**Dataset records**
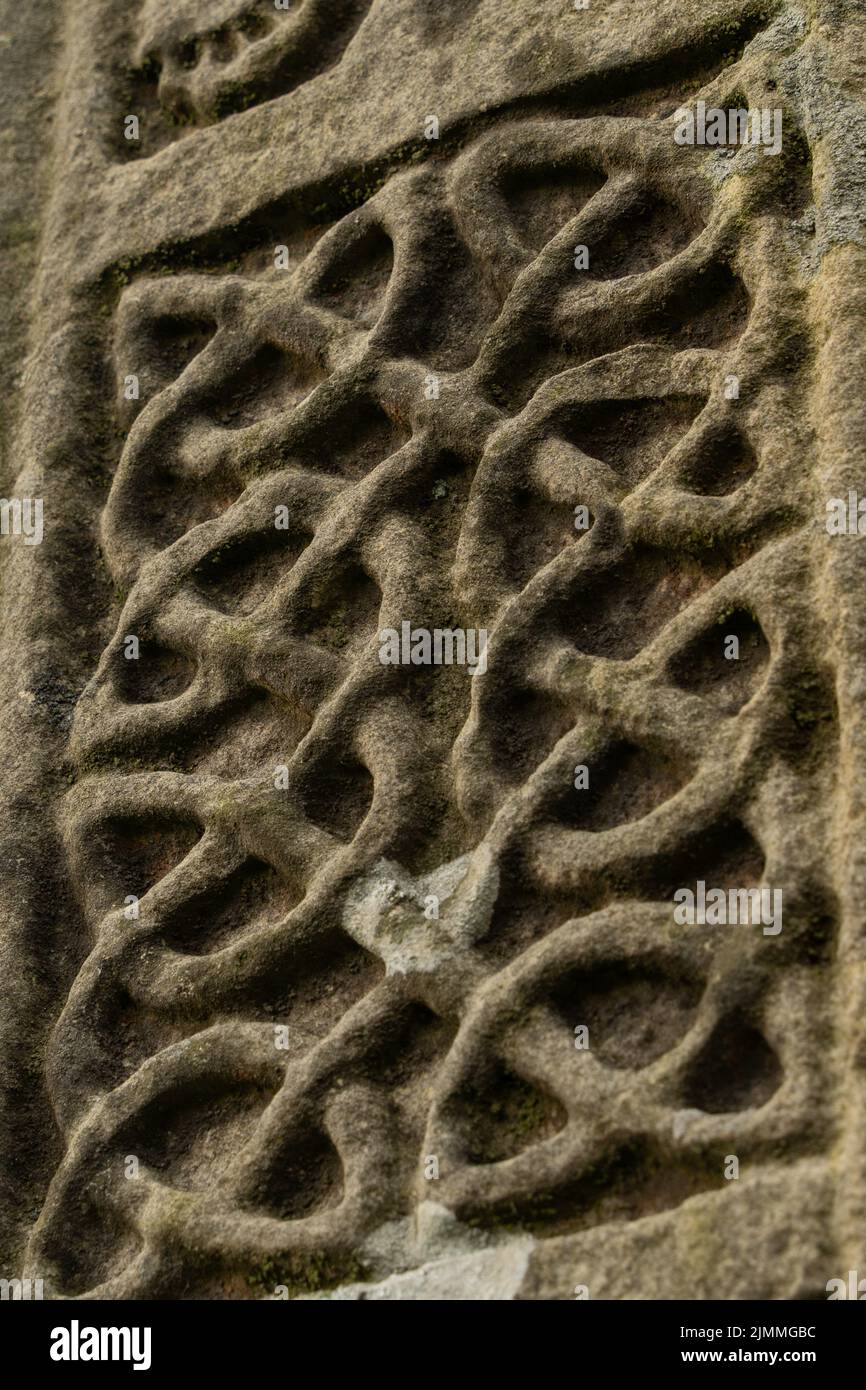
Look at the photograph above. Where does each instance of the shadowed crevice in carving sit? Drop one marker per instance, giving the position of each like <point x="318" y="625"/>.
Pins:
<point x="253" y="897"/>
<point x="617" y="610"/>
<point x="634" y="1012"/>
<point x="736" y="1070"/>
<point x="501" y="1114"/>
<point x="630" y="435"/>
<point x="626" y="784"/>
<point x="726" y="662"/>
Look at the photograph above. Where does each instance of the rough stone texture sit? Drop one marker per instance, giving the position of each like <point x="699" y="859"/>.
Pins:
<point x="305" y="1169"/>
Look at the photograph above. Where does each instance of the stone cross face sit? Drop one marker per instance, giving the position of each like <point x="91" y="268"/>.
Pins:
<point x="437" y="975"/>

**Exercise objective**
Copy all the records word for word and keep the pictures out.

**Response**
Look at the photograph above. Where does each instance of the shadowed crevice in carving sit? Drop one marker per instance, giving the position of each like <point x="318" y="625"/>.
Pins:
<point x="253" y="897"/>
<point x="617" y="610"/>
<point x="634" y="1012"/>
<point x="736" y="1070"/>
<point x="501" y="1114"/>
<point x="630" y="435"/>
<point x="626" y="784"/>
<point x="726" y="662"/>
Look at the photograph above. Where does each instance of the rough stone texture sit? Drop one marker per instance, giving the position of each like <point x="699" y="859"/>.
Pins:
<point x="305" y="1169"/>
Look at the photograph above. Where does each instance of the stone cross face sit? Drop one marker per instance, giving the position of each like <point x="91" y="268"/>.
Pins:
<point x="437" y="975"/>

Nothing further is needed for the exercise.